* [LISTED ENTRIES]
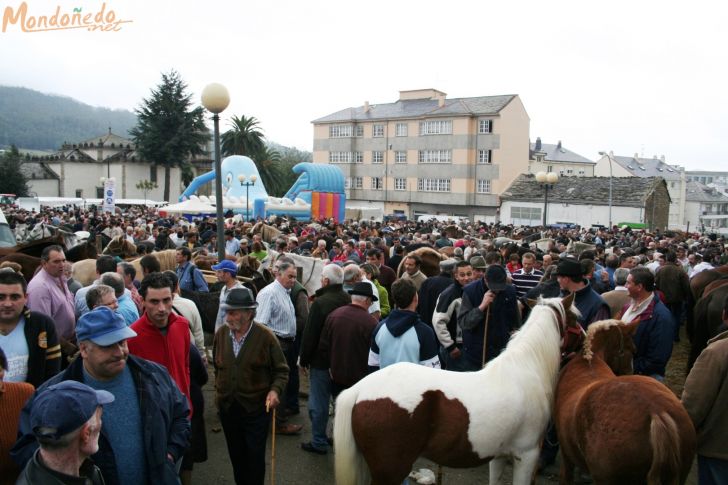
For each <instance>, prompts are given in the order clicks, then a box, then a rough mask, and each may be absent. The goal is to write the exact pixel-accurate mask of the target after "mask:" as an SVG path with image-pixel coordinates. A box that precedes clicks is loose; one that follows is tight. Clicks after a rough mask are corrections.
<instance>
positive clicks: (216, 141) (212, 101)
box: [202, 83, 230, 261]
mask: <svg viewBox="0 0 728 485" xmlns="http://www.w3.org/2000/svg"><path fill="white" fill-rule="evenodd" d="M229 104H230V94H228V91H227V88H226V87H225V86H223V85H222V84H218V83H212V84H208V85H207V86H205V89H203V90H202V105H203V106H204V107H205V109H206V110H207V111H209V112H210V113H212V121H213V122H214V124H215V209H216V210H215V212H216V216H217V260H218V261H222V260H223V259H225V238H224V236H223V227H224V226H225V219H224V218H223V214H222V169H221V167H220V163H221V162H220V116H219V114H220V113H222V112H223V111H225V108H227V107H228V105H229Z"/></svg>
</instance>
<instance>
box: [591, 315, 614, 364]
mask: <svg viewBox="0 0 728 485" xmlns="http://www.w3.org/2000/svg"><path fill="white" fill-rule="evenodd" d="M621 323H622V322H621V321H620V320H602V321H600V322H594V323H592V324H591V325H589V328H588V329H587V332H586V339H585V340H584V350H583V352H582V355H583V356H584V359H586V360H587V362H591V360H592V358H593V357H594V350H593V349H592V345H593V344H594V338H595V336H596V334H598V333H599V332H601V331H603V330H609V329H610V328H612V327H615V326H618V325H621Z"/></svg>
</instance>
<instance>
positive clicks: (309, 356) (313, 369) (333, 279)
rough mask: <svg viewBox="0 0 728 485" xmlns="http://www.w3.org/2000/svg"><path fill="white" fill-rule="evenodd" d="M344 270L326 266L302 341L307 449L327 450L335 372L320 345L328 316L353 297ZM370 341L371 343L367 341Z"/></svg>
mask: <svg viewBox="0 0 728 485" xmlns="http://www.w3.org/2000/svg"><path fill="white" fill-rule="evenodd" d="M343 282H344V270H343V269H342V268H341V267H339V266H338V265H336V264H329V265H326V266H324V269H323V271H322V273H321V288H320V289H319V290H317V291H316V295H315V300H314V302H313V303H312V304H311V308H310V310H309V313H308V321H307V322H306V326H305V328H304V330H303V339H302V342H301V360H300V362H301V366H302V367H303V368H310V370H309V384H310V390H309V398H308V416H309V418H310V419H311V441H309V442H308V443H302V444H301V448H303V449H304V450H305V451H309V452H313V453H318V454H326V448H327V446H328V439H327V438H326V426H327V424H328V420H329V401H330V400H331V376H330V375H329V361H328V359H327V358H326V357H327V355H326V354H325V353H323V352H322V351H321V350H319V349H320V342H321V338H322V331H323V328H324V324H325V323H326V319H327V317H328V316H329V315H330V314H331V313H332V312H333V311H334V310H336V309H337V308H340V307H342V306H344V305H348V304H349V303H350V302H351V297H350V296H349V295H348V294H347V293H346V292H344V290H343ZM367 308H368V305H367ZM367 345H368V344H367Z"/></svg>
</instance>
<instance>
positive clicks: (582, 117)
mask: <svg viewBox="0 0 728 485" xmlns="http://www.w3.org/2000/svg"><path fill="white" fill-rule="evenodd" d="M26 2H27V5H28V13H29V14H30V15H52V14H53V13H54V12H55V8H56V6H57V5H61V7H62V12H68V11H71V10H72V9H73V8H74V7H75V8H81V9H82V12H83V13H96V12H98V10H99V9H100V7H101V4H102V2H101V1H100V0H72V1H70V0H26ZM19 5H20V0H0V8H1V9H2V10H3V11H4V10H5V7H7V6H12V7H13V8H17V7H18V6H19ZM726 5H727V4H725V2H718V1H715V2H710V3H709V2H684V1H683V2H675V1H660V2H657V1H639V2H637V1H634V0H632V1H611V2H594V1H583V0H581V1H556V0H555V1H550V2H546V1H543V0H541V1H509V2H506V1H501V2H495V1H492V0H490V1H488V0H485V1H484V0H480V1H462V0H460V1H458V0H455V1H439V2H436V1H430V0H419V1H408V0H386V1H383V0H368V1H365V2H357V3H356V4H354V2H350V1H346V0H337V1H318V0H308V1H301V0H279V1H227V0H216V1H212V2H204V3H203V2H200V1H192V0H177V1H171V0H153V1H149V0H146V1H142V0H123V1H122V0H111V1H108V2H107V4H106V8H107V11H108V10H109V9H113V10H114V13H115V14H116V18H117V19H123V20H131V23H126V24H122V25H120V27H121V30H120V31H118V32H88V31H86V30H83V29H79V30H63V31H55V32H35V33H23V32H20V31H19V28H18V26H17V25H16V26H13V25H10V26H8V29H7V32H5V33H2V32H0V59H2V68H1V69H0V84H5V85H11V86H24V87H28V88H32V89H37V90H39V91H43V92H50V93H55V94H61V95H66V96H70V97H73V98H75V99H78V100H79V101H82V102H84V103H88V104H91V105H95V106H105V107H111V108H123V109H134V108H135V107H137V106H138V105H139V103H140V102H141V100H142V99H143V98H145V97H147V96H148V95H149V91H150V89H151V88H152V87H154V86H156V85H157V84H158V83H159V81H160V73H161V72H163V71H169V70H171V69H176V70H178V71H179V72H180V73H181V75H182V77H183V79H184V80H185V81H186V82H187V83H188V85H189V89H190V91H191V92H192V93H194V98H195V100H196V101H199V93H201V91H202V89H203V87H204V86H205V85H207V84H208V83H210V82H220V83H222V84H224V85H226V86H227V87H228V89H229V91H230V96H231V104H230V107H229V108H228V109H227V110H226V111H225V112H224V113H223V119H224V122H223V125H222V126H223V128H224V129H225V128H226V126H227V118H228V117H229V116H231V115H233V114H234V115H246V116H255V117H256V118H257V119H258V120H260V124H261V126H262V128H263V130H264V132H265V134H266V135H267V137H268V139H270V140H272V141H275V142H278V143H281V144H284V145H289V146H296V147H298V148H300V149H305V150H311V149H312V145H313V141H312V140H313V129H312V125H311V121H312V120H314V119H316V118H319V117H321V116H324V115H327V114H330V113H332V112H335V111H338V110H340V109H343V108H348V107H352V106H360V105H362V104H363V103H364V101H369V102H370V103H372V104H376V103H387V102H393V101H396V100H397V98H398V92H399V90H406V89H418V88H436V89H439V90H441V91H444V92H446V93H447V94H448V97H449V98H455V97H469V96H487V95H499V94H518V95H520V97H521V99H522V101H523V103H524V105H525V107H526V111H527V112H528V114H529V116H530V118H531V126H530V138H531V140H532V141H535V140H536V137H537V136H540V137H541V139H542V141H543V142H544V143H556V142H557V141H558V140H561V141H562V142H563V144H564V146H565V147H566V148H568V149H571V150H573V151H575V152H577V153H579V154H580V155H583V156H585V157H587V158H590V159H592V160H596V159H597V158H598V154H597V152H599V151H601V150H607V151H609V150H612V151H613V152H614V154H615V155H625V156H626V155H633V154H635V153H639V154H640V155H644V156H645V157H652V156H653V155H657V156H661V155H664V156H665V157H666V161H667V162H668V163H673V164H679V165H683V166H685V167H687V168H688V169H692V170H728V163H726V162H728V157H726V155H725V153H726V150H725V146H726V143H725V140H727V139H728V94H727V89H726V85H727V83H726V78H727V76H726V72H727V71H728V67H727V66H728V62H726V61H727V60H728V59H727V57H728V55H727V54H726V49H727V48H728V29H726V27H725V20H726V14H727V13H728V6H726Z"/></svg>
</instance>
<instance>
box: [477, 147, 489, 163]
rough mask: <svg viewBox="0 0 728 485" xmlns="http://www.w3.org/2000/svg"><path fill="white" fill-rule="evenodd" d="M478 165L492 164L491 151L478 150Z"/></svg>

* [WRITTEN TASK]
Reproduce the records word for word, from their beginning through the line that contains "box: [202, 83, 230, 261]", and leave the pictures out of the answer.

* [THE ANSWER]
For each <instance>, prompts are given in the order clicks, then a box, then a rough mask, and each may be absent. The goal is to write the exact pixel-accurate mask of the target after "mask:" as an SVG path with image-pixel coordinates. A box that precedes clicks is loose; one that follows is tight. Clicks after a rough mask are corrections.
<instance>
positive clicks: (216, 141) (212, 101)
box: [202, 83, 230, 261]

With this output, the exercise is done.